** EXERCISE **
Find "the blue picnic" in the material below, then copy that line and every subsequent line to the end, exactly.

** RECORDS SHOWN **

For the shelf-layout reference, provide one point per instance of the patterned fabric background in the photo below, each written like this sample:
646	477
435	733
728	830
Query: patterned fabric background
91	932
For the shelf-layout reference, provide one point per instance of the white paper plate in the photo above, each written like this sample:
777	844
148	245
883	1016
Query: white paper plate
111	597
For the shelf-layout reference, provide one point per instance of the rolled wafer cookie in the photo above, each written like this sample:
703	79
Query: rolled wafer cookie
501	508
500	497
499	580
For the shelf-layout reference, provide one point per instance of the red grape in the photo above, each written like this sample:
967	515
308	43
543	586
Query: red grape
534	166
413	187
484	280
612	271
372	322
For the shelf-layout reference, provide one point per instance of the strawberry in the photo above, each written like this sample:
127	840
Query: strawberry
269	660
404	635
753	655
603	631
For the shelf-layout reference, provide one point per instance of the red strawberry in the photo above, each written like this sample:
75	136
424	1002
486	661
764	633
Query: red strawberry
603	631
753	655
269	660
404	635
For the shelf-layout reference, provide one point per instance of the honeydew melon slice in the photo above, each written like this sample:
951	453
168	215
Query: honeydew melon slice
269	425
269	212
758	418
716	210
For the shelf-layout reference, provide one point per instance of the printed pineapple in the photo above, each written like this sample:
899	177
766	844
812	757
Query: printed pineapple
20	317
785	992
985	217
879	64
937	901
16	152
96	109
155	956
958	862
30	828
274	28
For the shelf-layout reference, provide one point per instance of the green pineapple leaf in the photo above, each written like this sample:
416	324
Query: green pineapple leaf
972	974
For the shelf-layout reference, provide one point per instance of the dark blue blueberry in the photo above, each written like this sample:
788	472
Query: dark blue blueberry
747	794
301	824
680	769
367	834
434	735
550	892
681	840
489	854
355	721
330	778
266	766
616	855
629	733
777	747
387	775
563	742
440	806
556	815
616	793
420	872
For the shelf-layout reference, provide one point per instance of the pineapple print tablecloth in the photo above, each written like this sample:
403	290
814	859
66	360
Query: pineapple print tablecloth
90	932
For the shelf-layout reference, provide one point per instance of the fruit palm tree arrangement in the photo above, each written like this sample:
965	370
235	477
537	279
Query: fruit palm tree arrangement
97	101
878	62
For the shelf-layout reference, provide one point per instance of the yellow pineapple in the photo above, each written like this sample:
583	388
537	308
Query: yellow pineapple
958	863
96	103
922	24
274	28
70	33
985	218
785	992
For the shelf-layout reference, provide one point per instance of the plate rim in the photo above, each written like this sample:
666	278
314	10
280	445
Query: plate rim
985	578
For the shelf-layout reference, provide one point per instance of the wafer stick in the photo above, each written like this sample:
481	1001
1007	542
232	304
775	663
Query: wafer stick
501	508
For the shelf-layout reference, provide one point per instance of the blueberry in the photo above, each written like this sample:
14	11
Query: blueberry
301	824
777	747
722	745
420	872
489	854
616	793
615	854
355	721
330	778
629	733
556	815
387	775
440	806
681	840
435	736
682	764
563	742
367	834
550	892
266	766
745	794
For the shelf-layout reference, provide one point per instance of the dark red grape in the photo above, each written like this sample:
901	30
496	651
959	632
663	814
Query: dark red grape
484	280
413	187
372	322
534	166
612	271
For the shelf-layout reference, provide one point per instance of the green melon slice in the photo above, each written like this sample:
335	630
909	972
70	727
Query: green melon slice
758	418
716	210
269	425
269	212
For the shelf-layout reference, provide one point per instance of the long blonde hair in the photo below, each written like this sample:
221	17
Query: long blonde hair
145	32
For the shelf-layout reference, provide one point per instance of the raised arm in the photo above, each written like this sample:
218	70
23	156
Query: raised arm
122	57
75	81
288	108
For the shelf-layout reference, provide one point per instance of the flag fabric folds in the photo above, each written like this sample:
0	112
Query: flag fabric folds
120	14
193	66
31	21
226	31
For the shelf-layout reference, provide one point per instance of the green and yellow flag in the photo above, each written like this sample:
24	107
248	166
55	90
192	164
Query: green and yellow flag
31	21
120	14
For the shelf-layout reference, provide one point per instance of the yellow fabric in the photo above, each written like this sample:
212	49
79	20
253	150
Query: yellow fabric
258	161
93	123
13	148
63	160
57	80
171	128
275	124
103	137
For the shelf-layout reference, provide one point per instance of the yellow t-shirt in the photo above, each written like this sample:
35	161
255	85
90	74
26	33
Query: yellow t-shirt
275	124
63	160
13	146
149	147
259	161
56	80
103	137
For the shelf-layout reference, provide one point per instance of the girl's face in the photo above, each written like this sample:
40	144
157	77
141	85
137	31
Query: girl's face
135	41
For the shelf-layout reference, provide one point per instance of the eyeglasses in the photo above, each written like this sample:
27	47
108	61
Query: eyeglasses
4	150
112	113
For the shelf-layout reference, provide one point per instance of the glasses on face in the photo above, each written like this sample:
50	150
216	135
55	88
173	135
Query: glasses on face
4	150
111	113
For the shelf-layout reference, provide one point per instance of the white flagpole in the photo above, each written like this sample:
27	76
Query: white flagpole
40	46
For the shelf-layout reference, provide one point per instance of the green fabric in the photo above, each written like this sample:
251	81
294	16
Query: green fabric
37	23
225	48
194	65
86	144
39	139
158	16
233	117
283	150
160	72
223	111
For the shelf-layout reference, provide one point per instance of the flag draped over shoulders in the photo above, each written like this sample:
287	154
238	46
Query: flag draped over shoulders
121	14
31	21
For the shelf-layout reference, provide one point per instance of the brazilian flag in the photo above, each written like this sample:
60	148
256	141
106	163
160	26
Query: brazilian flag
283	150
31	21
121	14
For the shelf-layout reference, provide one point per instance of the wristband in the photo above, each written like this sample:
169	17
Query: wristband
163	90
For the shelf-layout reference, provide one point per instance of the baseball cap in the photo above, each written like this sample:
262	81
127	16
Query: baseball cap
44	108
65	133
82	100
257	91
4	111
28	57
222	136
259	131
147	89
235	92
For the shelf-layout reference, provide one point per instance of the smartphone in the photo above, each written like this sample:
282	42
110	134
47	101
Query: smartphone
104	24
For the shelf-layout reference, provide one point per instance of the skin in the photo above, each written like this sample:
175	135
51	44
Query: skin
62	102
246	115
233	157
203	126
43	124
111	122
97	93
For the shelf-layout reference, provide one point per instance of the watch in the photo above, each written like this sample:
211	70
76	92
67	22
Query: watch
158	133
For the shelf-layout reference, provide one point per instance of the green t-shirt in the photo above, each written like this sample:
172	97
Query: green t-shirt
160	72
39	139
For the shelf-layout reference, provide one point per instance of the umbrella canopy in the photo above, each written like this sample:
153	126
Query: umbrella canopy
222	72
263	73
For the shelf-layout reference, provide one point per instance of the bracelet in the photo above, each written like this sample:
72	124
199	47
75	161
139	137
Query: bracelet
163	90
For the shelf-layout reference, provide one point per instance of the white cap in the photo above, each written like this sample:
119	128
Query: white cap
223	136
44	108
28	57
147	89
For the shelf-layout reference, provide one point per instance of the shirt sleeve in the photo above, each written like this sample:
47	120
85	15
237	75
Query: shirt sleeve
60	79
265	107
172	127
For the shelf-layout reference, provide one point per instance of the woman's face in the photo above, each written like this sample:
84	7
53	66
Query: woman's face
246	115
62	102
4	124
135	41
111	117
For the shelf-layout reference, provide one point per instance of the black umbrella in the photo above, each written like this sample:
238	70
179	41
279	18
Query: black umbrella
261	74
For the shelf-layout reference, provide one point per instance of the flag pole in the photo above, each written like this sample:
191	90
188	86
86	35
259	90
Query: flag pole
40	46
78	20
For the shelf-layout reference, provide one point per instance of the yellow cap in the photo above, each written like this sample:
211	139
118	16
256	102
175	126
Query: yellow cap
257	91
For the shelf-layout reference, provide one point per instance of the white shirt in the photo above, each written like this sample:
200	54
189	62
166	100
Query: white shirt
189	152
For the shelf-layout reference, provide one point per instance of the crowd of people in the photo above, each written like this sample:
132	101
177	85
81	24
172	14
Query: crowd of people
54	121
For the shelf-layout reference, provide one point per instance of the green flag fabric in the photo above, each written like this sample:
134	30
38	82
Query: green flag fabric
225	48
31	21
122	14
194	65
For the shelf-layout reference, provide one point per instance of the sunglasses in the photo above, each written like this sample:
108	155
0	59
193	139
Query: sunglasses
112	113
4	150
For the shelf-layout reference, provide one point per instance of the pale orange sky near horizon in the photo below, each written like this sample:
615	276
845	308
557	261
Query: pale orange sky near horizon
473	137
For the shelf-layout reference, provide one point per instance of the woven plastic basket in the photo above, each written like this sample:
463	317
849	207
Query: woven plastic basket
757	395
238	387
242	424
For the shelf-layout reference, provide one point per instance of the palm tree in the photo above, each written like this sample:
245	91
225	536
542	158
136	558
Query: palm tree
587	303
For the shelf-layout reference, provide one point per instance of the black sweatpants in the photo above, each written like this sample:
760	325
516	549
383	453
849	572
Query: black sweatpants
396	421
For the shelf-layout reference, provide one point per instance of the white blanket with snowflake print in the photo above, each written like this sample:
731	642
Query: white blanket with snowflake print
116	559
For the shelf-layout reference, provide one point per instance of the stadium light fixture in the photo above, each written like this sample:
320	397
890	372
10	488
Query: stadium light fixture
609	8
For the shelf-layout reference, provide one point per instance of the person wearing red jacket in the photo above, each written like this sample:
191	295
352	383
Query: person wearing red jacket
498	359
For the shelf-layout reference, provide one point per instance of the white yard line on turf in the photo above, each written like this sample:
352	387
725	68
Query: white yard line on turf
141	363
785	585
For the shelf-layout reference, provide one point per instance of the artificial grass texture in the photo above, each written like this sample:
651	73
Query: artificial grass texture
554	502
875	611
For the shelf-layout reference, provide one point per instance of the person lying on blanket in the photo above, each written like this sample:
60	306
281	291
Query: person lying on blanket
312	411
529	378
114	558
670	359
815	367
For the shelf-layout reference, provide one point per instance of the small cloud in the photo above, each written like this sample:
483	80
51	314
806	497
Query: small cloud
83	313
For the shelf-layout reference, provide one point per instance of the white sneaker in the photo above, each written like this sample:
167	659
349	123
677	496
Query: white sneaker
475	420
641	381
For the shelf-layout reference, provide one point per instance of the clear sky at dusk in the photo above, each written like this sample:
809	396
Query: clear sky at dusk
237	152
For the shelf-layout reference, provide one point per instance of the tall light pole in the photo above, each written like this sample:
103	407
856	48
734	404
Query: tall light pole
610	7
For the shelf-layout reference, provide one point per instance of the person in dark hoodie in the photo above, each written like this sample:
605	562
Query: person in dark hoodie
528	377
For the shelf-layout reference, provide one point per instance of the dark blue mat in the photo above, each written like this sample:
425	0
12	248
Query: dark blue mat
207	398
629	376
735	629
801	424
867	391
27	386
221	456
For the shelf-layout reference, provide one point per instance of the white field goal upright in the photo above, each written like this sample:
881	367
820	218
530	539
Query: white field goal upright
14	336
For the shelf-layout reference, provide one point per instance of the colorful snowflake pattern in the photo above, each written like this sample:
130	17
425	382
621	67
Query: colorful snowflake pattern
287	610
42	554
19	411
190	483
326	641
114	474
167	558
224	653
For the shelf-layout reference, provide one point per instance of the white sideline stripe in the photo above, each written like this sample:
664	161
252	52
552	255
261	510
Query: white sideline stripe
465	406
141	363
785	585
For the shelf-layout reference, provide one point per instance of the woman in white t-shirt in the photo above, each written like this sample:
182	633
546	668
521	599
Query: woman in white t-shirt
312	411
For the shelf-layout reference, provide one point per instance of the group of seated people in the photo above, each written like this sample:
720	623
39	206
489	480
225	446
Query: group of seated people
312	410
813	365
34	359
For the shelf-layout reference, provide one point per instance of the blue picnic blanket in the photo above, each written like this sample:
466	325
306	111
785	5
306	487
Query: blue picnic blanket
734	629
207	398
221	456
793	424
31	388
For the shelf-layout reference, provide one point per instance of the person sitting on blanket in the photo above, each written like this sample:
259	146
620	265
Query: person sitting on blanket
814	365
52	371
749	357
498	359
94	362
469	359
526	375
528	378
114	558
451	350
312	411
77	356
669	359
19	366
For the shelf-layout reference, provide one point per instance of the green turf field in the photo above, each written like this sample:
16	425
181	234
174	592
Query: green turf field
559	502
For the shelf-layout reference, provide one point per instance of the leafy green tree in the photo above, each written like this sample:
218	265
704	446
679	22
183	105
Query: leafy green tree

** EXPECTED ANSWER **
For the shelf-layout reference, provide one point per instance of the blue picnic blanket in the photo above, each written like this sample:
466	325
306	111
785	5
306	487
Query: blue picnic blanket
734	629
207	398
221	456
793	424
31	388
For the shelf-layout reference, provide one point per instance of the person sitting on blanket in the photo above, each written like this sample:
259	146
620	265
Query: person sitting on blanket
814	365
52	371
749	357
498	359
94	362
469	359
526	375
528	378
114	558
451	350
312	411
77	356
669	359
19	366
For the shelf-layout reference, provide one point per instance of the green turf field in the photo above, each written like this sample:
16	425
181	234
174	592
Query: green turf field
559	502
For the shelf-layout reference, provide one point per instance of the leafy green tree in the photo above, each written like this sample:
218	265
704	446
679	22
183	105
Query: leafy green tree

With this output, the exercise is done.